Among the entries below, find the lines with "before" and copy them.

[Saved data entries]
====

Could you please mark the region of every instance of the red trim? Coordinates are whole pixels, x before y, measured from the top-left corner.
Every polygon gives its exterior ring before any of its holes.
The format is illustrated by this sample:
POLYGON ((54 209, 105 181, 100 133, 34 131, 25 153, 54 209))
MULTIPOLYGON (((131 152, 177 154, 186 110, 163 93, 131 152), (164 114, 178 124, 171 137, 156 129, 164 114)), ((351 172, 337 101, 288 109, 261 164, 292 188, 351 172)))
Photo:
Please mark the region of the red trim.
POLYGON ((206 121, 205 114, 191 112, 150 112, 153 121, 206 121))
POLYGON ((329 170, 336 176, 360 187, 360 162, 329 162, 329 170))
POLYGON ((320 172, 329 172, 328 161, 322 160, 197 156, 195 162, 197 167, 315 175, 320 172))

====

→ **Output of the exercise**
Could you please mark the region of every instance of the red trim? Coordinates are whole pixels, x before y, measured from the top-left corner.
Every polygon gives its exterior ring before any of its holes.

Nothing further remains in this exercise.